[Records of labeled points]
···

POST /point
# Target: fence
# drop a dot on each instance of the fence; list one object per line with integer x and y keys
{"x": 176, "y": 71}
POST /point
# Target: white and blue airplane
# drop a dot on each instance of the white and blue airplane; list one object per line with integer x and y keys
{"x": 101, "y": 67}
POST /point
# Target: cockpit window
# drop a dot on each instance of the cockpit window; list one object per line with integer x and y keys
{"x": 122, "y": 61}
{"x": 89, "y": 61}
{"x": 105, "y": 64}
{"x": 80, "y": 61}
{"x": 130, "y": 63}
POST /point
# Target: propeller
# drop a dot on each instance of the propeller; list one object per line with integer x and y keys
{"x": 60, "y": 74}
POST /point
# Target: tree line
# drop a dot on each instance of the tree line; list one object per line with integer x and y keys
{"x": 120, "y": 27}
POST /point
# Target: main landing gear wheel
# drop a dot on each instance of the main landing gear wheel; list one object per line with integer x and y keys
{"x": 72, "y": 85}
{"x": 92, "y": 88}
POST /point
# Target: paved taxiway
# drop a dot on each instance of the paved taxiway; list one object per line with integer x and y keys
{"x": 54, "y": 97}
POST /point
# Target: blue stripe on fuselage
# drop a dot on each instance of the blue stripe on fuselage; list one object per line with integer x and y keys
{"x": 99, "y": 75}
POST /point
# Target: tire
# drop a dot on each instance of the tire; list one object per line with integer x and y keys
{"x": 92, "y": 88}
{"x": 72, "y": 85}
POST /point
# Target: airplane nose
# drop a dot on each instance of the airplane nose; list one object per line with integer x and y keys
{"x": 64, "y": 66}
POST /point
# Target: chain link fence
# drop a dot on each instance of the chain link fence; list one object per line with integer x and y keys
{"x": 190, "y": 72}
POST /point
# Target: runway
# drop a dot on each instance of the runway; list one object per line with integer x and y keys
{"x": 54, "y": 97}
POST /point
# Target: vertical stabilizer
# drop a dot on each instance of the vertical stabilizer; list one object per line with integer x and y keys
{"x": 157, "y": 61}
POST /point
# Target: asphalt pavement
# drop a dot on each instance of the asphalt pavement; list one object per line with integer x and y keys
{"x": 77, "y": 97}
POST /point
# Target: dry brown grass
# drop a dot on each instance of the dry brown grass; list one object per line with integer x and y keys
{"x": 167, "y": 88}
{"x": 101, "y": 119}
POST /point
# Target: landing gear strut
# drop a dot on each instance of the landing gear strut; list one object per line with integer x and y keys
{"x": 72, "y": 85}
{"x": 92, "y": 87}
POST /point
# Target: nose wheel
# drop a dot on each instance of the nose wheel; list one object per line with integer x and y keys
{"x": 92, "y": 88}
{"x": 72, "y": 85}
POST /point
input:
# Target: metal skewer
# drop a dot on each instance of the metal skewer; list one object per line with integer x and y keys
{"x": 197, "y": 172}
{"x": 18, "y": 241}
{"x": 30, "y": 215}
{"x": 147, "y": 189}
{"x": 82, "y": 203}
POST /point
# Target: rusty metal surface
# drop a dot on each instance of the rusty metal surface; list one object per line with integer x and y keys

···

--- Work to do ---
Report each line of the listing above that contains the string "cockpit", treating uppercase and lowercase letters as distinct.

--- Written solution ---
# Target: cockpit window
# drop a dot on each instance of the cockpit window; list one object per line with integer x and y keys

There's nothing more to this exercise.